* Supplied material
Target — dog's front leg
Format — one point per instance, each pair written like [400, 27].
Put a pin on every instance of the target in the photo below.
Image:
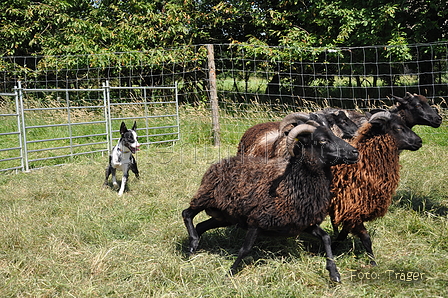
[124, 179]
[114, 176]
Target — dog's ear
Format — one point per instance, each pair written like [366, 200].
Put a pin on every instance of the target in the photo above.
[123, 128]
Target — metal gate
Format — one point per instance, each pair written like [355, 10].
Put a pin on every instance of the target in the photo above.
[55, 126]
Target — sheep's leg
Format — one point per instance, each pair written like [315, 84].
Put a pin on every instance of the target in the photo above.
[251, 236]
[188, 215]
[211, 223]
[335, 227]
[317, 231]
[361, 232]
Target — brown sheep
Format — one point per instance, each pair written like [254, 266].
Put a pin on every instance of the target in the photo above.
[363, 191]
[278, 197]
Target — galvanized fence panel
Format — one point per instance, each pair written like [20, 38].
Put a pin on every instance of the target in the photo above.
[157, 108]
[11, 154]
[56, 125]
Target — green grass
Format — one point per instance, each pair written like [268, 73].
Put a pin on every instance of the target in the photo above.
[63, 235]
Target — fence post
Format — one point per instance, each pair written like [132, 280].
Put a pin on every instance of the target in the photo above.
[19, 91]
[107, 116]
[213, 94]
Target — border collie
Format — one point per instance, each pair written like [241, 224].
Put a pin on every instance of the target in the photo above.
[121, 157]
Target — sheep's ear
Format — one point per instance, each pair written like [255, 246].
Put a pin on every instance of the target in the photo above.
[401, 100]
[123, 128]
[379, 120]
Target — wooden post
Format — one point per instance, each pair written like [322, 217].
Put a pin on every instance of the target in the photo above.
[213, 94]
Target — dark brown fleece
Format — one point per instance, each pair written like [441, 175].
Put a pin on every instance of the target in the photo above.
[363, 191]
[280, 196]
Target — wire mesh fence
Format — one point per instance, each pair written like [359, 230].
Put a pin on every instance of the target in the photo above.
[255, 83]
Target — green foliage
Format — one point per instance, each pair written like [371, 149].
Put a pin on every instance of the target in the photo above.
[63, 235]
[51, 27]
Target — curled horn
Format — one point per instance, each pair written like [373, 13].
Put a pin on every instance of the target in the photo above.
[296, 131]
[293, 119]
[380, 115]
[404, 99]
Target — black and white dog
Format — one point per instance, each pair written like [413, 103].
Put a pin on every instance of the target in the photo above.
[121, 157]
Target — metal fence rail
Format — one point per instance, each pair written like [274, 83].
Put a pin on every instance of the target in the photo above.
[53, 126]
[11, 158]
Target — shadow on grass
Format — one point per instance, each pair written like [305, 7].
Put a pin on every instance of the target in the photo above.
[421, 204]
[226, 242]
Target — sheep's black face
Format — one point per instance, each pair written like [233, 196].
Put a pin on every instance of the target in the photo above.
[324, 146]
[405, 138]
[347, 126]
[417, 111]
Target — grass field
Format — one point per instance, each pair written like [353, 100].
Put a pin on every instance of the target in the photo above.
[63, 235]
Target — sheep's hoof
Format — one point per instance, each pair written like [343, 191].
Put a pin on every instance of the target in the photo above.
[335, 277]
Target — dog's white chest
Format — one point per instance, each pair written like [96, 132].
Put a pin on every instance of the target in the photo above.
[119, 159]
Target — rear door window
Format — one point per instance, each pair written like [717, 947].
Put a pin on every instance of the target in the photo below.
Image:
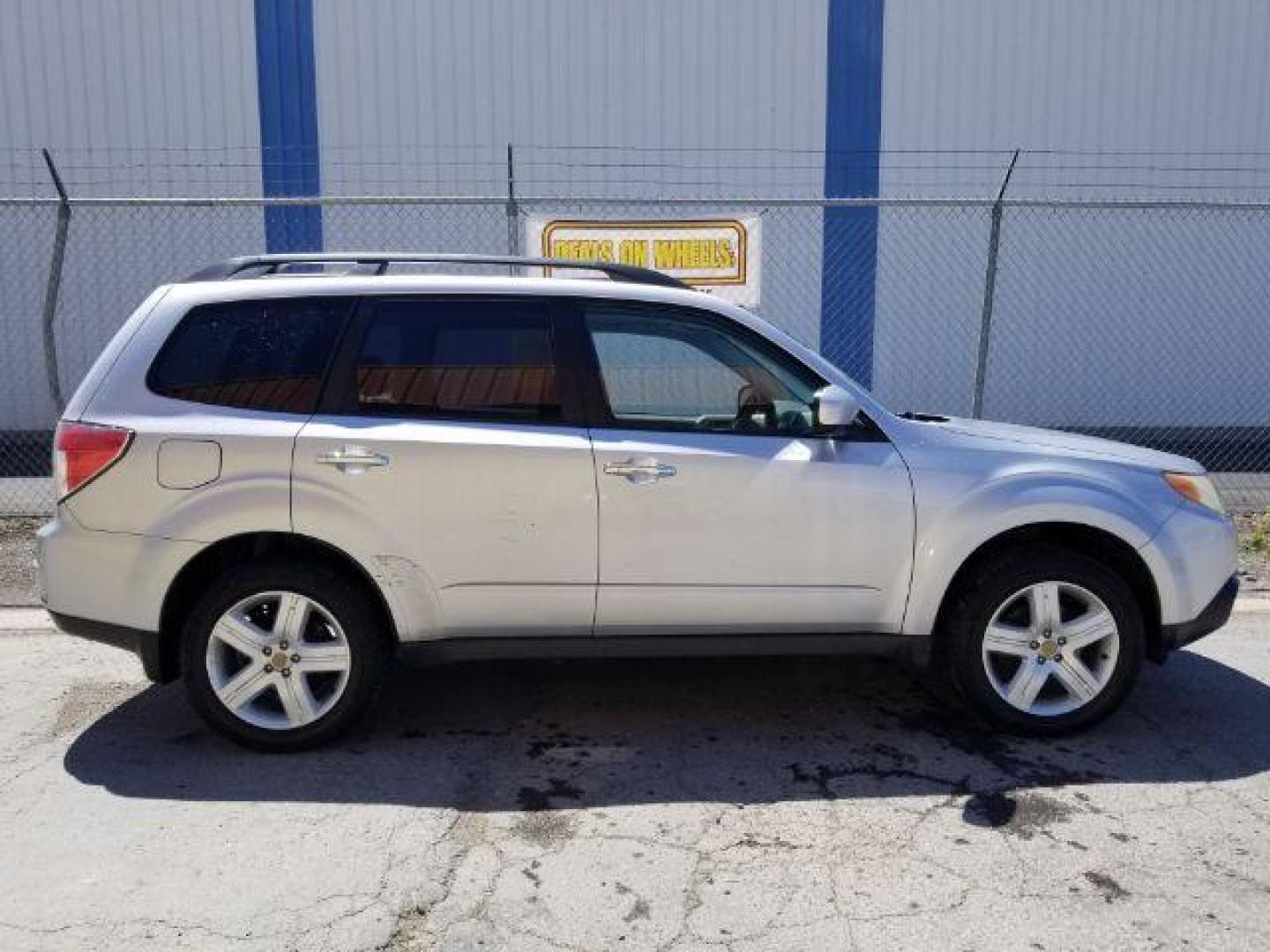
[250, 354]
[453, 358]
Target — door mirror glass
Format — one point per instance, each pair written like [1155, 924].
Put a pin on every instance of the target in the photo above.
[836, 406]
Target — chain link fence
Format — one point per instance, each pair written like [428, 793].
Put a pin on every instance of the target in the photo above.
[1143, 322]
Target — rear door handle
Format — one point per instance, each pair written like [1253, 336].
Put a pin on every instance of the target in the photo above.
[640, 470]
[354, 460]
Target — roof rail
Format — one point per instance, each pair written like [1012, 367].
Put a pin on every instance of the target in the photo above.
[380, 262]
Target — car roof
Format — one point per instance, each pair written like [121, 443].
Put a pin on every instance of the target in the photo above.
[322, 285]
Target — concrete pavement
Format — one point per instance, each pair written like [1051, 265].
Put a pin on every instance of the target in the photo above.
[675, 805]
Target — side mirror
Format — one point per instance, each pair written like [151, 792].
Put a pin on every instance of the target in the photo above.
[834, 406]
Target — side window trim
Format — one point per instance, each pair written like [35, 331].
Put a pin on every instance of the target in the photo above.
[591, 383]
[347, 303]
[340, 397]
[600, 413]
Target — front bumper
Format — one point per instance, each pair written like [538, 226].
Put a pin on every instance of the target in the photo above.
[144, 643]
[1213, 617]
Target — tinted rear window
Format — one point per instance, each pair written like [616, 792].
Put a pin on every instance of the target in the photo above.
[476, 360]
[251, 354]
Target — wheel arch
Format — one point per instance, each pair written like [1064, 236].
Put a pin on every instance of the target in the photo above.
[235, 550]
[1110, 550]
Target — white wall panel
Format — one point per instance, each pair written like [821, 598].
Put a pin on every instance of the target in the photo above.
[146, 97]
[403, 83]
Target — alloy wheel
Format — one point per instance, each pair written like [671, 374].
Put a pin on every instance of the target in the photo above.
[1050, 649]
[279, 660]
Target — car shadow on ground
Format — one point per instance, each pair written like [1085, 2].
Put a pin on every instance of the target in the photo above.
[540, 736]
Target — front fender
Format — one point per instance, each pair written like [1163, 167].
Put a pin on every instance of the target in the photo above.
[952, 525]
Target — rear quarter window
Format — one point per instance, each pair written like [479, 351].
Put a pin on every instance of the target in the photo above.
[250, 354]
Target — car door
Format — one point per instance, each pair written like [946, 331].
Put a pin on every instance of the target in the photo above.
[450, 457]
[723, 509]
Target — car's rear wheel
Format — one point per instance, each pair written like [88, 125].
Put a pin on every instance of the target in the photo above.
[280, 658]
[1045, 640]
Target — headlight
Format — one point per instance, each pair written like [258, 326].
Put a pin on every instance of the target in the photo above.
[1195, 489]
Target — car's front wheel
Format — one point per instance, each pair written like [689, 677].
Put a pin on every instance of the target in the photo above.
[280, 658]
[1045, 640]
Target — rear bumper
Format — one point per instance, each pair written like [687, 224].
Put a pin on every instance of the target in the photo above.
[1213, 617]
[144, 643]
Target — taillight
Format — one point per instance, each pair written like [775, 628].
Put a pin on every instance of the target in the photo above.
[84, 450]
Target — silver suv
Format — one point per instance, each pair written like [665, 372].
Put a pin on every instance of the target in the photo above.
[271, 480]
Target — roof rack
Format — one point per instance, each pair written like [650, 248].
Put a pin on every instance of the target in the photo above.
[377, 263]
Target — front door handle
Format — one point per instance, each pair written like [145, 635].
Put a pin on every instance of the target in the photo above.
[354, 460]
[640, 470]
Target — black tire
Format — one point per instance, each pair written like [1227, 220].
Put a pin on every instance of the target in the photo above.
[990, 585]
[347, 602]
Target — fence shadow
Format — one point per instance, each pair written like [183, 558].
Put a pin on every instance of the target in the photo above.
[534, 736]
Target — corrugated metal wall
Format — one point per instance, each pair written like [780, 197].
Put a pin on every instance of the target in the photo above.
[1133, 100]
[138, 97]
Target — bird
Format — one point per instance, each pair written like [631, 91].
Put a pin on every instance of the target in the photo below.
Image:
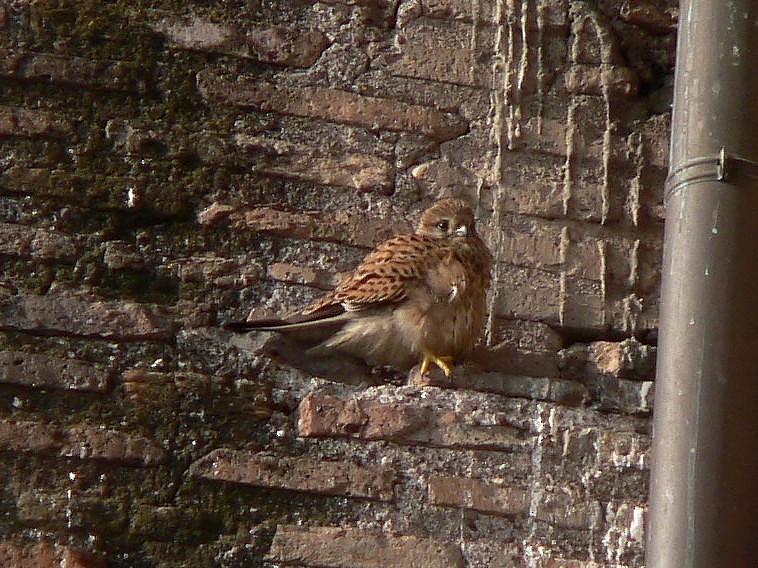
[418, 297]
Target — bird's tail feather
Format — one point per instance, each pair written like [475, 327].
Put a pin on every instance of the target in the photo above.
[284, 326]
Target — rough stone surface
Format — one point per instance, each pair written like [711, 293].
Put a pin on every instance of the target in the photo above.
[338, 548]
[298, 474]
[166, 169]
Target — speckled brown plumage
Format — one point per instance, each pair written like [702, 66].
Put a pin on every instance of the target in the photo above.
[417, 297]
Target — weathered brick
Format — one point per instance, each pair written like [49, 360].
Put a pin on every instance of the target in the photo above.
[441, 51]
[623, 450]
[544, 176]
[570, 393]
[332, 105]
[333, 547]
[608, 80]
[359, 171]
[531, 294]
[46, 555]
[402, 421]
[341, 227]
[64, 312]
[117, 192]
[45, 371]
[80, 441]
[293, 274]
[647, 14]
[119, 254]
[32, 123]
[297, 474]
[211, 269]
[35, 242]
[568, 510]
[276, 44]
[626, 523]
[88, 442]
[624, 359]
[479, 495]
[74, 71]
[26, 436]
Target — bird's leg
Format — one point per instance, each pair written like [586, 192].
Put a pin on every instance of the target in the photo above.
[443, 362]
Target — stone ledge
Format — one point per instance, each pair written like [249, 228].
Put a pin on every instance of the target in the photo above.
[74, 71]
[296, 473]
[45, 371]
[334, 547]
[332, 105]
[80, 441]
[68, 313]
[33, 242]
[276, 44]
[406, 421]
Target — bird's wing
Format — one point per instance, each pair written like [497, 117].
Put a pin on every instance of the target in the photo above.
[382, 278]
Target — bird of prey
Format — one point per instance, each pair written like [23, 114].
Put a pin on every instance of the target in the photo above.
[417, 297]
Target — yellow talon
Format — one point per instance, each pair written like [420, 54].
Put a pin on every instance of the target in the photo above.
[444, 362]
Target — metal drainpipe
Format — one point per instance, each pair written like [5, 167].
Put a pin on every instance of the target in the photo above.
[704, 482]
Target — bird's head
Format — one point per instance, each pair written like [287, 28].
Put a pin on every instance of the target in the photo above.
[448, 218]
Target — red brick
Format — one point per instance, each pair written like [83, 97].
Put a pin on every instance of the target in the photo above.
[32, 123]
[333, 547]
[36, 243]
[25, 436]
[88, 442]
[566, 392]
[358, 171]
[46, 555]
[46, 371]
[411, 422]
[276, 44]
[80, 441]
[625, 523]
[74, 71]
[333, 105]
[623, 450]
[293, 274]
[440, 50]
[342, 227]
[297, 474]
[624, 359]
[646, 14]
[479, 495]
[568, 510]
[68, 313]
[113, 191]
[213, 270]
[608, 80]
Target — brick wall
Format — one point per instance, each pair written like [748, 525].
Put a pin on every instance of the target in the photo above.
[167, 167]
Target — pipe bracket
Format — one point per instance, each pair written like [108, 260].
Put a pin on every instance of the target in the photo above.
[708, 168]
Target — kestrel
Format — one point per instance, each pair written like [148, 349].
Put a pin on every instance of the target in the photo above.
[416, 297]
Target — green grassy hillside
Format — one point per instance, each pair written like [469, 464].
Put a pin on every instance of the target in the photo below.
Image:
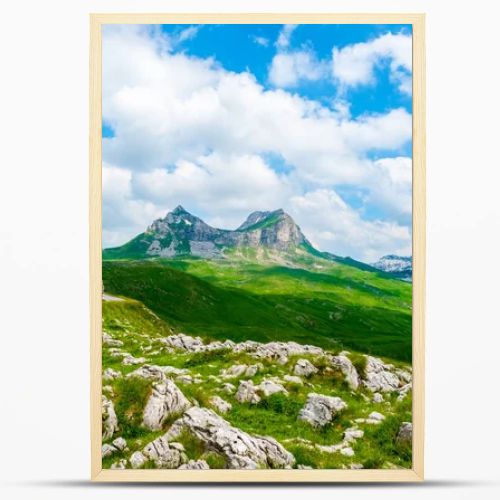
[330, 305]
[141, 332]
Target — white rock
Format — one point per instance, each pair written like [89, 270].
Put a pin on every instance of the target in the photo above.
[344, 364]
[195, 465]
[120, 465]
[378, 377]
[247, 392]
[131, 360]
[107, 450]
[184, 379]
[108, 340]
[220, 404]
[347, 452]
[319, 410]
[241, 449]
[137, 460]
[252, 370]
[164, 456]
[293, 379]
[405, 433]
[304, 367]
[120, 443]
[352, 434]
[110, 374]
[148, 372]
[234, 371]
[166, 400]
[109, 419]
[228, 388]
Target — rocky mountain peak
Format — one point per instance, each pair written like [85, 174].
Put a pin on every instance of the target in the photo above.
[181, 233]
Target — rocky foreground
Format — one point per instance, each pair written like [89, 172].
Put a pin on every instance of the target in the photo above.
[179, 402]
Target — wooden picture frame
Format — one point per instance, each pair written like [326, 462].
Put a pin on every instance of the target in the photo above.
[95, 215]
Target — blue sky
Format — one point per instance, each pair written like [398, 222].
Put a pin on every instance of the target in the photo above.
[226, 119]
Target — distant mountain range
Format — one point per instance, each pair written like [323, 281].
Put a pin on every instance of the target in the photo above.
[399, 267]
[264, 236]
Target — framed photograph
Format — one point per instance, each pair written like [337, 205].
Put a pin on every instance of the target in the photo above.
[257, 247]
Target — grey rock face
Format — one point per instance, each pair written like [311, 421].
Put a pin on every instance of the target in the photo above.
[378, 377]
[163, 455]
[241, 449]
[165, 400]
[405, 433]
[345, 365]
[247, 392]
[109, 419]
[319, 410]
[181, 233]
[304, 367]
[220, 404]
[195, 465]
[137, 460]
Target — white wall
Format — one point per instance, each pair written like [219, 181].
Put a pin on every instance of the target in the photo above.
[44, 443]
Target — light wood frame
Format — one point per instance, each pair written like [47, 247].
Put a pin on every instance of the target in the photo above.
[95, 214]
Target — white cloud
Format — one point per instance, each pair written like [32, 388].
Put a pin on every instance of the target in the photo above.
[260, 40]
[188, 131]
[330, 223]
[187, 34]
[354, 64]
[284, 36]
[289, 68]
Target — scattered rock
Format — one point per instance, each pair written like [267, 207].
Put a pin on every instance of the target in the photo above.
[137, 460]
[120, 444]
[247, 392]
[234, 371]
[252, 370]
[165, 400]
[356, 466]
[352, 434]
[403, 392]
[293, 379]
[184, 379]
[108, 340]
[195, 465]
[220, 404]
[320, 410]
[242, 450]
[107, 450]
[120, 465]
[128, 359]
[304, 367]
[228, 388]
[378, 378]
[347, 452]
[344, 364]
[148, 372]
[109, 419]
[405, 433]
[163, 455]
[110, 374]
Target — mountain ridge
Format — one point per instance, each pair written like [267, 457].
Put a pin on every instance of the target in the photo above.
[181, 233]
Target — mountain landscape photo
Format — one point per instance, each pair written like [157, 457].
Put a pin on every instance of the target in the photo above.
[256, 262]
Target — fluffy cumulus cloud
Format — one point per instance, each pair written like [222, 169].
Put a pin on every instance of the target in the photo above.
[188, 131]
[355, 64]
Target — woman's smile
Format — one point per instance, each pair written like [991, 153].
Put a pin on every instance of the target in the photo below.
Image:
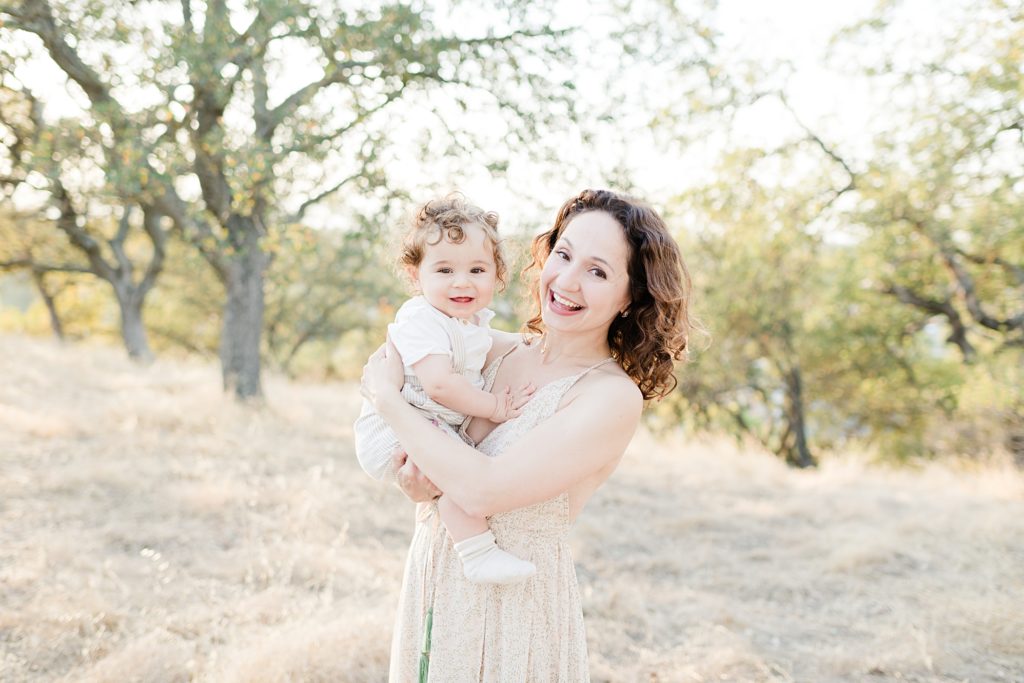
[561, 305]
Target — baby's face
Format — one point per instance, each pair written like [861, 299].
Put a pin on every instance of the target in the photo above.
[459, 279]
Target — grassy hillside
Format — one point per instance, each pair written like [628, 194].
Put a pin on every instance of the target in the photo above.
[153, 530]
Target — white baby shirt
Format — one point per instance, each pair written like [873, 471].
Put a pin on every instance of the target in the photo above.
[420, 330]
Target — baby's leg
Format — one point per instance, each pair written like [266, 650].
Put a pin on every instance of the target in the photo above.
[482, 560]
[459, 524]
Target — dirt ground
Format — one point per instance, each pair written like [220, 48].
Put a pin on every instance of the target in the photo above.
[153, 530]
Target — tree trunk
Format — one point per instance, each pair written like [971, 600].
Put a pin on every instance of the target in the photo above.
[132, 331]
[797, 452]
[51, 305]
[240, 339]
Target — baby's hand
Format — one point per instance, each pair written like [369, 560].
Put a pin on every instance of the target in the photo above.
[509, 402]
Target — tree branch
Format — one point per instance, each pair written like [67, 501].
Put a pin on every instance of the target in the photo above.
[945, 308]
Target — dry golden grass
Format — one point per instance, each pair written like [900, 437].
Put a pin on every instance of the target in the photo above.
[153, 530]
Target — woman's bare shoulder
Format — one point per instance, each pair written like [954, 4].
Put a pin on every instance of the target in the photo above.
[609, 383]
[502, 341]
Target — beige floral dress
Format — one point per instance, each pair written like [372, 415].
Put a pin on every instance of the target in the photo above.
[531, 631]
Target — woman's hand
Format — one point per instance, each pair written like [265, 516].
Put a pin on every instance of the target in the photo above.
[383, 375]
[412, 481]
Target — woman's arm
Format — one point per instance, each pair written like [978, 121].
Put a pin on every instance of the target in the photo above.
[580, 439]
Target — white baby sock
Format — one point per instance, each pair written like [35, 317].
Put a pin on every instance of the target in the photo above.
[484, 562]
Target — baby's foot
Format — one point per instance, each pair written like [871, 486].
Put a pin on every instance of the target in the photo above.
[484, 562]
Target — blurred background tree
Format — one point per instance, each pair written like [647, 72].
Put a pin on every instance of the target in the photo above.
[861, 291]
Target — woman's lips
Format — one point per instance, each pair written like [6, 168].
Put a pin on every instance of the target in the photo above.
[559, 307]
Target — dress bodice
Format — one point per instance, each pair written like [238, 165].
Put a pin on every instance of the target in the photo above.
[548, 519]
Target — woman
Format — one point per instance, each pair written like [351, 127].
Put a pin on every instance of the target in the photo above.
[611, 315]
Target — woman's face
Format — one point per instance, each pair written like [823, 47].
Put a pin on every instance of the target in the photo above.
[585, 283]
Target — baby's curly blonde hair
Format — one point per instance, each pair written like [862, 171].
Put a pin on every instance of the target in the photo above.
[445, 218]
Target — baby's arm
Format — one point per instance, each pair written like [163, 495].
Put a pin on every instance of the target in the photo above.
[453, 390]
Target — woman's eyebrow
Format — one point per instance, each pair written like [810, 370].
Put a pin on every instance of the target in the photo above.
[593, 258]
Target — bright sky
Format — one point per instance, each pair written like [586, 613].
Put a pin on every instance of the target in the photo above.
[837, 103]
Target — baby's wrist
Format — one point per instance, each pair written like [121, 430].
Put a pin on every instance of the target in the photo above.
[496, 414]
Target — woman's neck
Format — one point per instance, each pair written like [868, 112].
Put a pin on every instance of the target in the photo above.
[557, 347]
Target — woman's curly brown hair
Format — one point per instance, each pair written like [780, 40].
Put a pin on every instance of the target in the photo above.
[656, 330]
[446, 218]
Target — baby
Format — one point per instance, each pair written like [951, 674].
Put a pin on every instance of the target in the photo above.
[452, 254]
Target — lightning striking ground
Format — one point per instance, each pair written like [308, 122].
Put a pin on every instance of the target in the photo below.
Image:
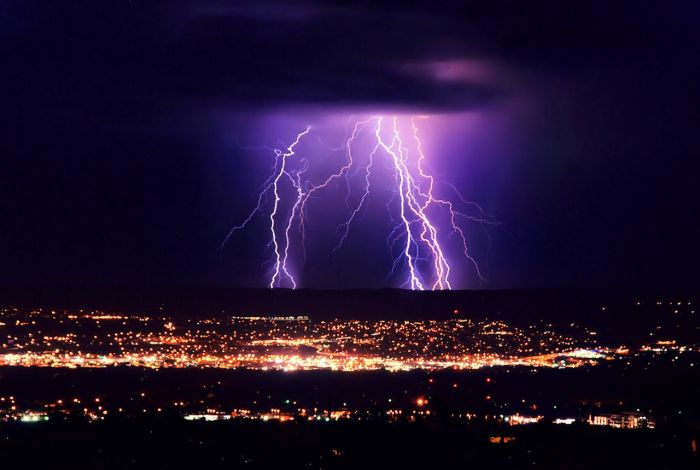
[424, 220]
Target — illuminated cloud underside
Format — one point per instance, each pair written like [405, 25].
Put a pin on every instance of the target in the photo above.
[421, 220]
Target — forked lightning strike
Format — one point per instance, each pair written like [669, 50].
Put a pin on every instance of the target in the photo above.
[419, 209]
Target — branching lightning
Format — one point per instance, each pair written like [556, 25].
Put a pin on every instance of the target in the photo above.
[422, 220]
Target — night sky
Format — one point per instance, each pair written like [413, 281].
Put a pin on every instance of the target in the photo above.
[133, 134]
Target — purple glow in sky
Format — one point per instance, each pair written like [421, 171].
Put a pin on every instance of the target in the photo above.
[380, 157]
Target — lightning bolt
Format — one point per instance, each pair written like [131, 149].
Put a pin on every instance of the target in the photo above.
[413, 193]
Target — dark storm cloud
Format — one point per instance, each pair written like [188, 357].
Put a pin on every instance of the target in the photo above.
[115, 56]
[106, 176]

* Stated exercise
Copy out every line from the one containing "Target — night sky" to the end of the material, both ends included.

* Solved exercise
Target — night sky
Format — one point per instance, each pair written like [413, 281].
Put a pin on every instance of the target in the photo above.
[133, 134]
Target — purple glow in sky
Format — one point per instance, each pair written like [421, 171].
Put a pin on every instance of the target in the photo above.
[380, 157]
Target — lightning bolt
Format — one point per instance, each pair written like [131, 149].
Put a pin on every instance of the target in the photo above.
[413, 193]
Target — dark storm cloud
Format — one point per instance, each pair written like [188, 357].
Put a pin on every instance of the target in the photo above.
[115, 56]
[106, 176]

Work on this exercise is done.